Your goal | Once you find the line with "Category: truck wheel", copy it and every line after it through the end of the entries below, exactly as written.

++++++++++++++++++++

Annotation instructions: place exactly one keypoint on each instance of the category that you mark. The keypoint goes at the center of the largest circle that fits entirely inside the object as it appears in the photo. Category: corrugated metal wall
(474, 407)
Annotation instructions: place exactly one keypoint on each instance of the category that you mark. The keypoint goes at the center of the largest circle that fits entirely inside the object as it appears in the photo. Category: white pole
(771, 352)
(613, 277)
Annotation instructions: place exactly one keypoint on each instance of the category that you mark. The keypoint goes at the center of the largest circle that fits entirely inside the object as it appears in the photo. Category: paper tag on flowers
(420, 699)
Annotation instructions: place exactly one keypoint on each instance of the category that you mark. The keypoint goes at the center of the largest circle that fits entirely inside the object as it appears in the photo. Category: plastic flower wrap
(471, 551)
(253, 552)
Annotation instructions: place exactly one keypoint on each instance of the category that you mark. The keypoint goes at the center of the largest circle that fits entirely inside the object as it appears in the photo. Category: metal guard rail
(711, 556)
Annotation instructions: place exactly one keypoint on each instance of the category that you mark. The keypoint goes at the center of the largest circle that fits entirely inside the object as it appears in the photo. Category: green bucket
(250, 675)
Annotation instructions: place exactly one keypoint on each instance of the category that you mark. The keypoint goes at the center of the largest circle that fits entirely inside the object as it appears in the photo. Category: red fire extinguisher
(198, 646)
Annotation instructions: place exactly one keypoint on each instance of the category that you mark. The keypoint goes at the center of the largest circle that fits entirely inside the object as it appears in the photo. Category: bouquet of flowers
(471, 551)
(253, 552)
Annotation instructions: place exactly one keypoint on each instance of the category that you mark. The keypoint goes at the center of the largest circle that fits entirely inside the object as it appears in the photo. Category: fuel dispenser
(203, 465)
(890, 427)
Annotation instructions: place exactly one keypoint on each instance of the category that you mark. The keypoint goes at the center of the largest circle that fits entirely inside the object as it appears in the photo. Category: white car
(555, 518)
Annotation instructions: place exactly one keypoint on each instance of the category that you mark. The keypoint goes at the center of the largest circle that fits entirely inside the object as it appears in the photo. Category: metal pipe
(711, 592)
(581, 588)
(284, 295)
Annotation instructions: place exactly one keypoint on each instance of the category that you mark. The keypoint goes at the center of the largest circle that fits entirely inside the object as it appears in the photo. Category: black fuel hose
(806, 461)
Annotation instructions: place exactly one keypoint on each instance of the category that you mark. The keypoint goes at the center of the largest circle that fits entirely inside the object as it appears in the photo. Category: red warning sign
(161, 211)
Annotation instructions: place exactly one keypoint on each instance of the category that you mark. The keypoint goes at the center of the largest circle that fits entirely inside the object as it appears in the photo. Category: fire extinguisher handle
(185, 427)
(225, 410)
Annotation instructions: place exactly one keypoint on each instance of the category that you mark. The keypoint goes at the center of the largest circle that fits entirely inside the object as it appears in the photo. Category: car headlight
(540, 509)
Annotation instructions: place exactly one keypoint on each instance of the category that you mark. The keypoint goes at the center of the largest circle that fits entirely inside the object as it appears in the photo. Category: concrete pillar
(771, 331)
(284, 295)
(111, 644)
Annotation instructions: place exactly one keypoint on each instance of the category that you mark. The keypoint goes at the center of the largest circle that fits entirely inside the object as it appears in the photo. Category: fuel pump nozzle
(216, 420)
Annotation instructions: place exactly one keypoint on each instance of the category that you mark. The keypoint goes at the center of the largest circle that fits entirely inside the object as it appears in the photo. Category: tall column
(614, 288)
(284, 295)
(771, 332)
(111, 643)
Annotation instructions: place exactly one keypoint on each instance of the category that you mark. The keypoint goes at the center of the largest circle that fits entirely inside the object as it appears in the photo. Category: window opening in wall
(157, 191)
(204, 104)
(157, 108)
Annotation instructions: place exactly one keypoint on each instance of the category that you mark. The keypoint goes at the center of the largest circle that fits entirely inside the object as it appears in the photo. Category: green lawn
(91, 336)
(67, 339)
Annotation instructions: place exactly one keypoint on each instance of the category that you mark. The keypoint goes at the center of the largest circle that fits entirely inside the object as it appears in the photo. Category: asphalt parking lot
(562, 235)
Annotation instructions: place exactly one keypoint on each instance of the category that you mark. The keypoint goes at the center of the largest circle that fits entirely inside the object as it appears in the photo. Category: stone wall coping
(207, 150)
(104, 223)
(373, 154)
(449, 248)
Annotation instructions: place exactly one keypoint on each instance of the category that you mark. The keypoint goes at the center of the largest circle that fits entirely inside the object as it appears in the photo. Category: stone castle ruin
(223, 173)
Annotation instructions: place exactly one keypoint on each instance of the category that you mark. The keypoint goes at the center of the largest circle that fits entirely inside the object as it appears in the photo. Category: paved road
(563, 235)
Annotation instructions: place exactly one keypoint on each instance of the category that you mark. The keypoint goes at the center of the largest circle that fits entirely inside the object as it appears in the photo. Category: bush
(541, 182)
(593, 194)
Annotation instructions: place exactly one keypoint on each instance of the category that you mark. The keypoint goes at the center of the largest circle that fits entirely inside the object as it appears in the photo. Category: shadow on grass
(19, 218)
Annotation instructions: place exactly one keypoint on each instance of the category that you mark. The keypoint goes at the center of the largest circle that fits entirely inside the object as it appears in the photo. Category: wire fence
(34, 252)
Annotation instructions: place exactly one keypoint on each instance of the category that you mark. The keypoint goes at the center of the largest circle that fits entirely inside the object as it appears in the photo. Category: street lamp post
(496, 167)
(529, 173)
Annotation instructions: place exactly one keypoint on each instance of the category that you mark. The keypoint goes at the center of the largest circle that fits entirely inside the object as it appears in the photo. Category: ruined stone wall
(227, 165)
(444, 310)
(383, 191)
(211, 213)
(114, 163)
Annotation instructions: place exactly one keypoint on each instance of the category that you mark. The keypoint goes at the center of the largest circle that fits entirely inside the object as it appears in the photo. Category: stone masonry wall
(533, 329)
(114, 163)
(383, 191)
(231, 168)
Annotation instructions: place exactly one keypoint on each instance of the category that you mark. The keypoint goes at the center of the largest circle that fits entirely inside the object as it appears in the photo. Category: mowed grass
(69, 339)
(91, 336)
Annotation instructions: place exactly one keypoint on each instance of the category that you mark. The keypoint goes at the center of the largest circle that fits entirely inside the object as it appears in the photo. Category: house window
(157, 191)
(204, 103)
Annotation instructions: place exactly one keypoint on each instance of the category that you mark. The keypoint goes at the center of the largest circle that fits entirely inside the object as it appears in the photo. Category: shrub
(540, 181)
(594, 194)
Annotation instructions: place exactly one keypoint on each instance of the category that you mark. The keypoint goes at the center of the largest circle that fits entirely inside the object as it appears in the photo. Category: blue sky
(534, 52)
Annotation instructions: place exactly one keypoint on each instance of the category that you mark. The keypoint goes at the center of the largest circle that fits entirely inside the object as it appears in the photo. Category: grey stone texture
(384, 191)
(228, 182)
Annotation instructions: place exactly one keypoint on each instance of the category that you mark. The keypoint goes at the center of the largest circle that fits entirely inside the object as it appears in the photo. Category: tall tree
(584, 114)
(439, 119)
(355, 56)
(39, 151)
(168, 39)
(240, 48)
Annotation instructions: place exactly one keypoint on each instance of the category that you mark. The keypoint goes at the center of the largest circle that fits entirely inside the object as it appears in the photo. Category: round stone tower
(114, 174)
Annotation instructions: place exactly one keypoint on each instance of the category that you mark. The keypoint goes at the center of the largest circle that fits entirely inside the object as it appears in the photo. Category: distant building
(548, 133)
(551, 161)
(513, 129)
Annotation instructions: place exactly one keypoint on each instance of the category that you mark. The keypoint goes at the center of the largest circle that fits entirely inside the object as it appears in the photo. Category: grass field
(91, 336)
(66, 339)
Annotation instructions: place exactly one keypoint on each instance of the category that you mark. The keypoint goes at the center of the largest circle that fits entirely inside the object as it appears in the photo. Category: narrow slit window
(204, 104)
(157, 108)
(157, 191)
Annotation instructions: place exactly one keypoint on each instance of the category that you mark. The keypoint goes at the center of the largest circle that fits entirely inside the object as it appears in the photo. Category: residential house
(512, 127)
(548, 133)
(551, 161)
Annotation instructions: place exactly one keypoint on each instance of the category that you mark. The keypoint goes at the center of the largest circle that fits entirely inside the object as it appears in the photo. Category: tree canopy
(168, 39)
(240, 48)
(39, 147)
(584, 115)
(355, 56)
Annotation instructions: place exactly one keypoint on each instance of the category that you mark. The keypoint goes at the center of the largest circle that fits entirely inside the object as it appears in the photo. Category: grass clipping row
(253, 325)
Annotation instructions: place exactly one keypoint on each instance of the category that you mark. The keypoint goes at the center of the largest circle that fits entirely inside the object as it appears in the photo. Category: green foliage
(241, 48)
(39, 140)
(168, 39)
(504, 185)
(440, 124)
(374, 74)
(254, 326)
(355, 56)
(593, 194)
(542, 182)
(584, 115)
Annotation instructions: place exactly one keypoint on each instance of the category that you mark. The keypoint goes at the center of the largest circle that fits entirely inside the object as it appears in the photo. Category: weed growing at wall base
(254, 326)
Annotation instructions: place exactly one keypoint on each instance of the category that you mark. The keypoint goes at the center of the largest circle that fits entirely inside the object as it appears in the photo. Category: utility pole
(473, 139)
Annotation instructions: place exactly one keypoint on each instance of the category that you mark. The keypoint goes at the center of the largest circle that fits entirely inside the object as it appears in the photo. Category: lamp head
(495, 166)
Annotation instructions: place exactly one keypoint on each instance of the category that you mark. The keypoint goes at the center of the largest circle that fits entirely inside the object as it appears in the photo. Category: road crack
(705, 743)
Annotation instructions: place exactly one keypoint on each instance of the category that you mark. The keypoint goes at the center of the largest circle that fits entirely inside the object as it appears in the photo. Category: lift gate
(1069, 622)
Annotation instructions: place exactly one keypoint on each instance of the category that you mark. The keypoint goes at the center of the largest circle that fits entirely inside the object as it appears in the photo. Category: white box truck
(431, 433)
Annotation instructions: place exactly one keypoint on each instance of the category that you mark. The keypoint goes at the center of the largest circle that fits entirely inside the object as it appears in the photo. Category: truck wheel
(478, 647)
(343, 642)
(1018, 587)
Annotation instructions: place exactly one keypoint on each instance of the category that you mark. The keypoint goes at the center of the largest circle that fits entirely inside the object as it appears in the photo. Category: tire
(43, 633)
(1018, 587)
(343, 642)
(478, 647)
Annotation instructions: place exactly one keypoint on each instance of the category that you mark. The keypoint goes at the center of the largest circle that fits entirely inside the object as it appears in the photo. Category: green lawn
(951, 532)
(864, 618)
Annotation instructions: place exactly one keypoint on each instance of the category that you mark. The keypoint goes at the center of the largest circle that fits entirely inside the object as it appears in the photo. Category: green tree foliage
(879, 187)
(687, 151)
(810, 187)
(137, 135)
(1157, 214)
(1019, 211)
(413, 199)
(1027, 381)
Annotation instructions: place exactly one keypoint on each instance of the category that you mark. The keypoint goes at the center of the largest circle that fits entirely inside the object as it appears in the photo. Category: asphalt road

++++++++++++++++++++

Result for this task |
Annotation instructions: place exactly one keypoint on each instance of the category that you mark. The keypoint goes at the center of the largest circle that fits entirely inside the object as it appears in the photo. Category: truck wheel
(478, 647)
(343, 642)
(1018, 587)
Annotation instructions: place exactly one keypoint on each instance of the category that you mark. The keypoint goes at the center of the largest circle that fits entirely inside the object as it appears in the photo. Category: tire
(43, 633)
(1018, 587)
(343, 642)
(478, 647)
Annotation instructions: place exactly one keypoint on each instance of the category that you mark. The keypoint goes at the center of the largest circle that fits entirely inside the object as it appears in the photo. Category: green lawn
(951, 532)
(864, 618)
Annotation instructions: place exactly one keypoint on each instance of the category that you mark. The keypoint goes at the center of the largest circle that fits entirely inside the object as it appears in the photo. Category: green tree foliage
(879, 187)
(687, 151)
(810, 187)
(137, 135)
(1157, 214)
(1019, 211)
(413, 199)
(1027, 381)
Annotation instructions: place exactly one keypoint on each instance of the category that you mark. The keypoint goes at the center of the largest circle that fits entirely inside the object as it appears in the photo. Category: asphalt road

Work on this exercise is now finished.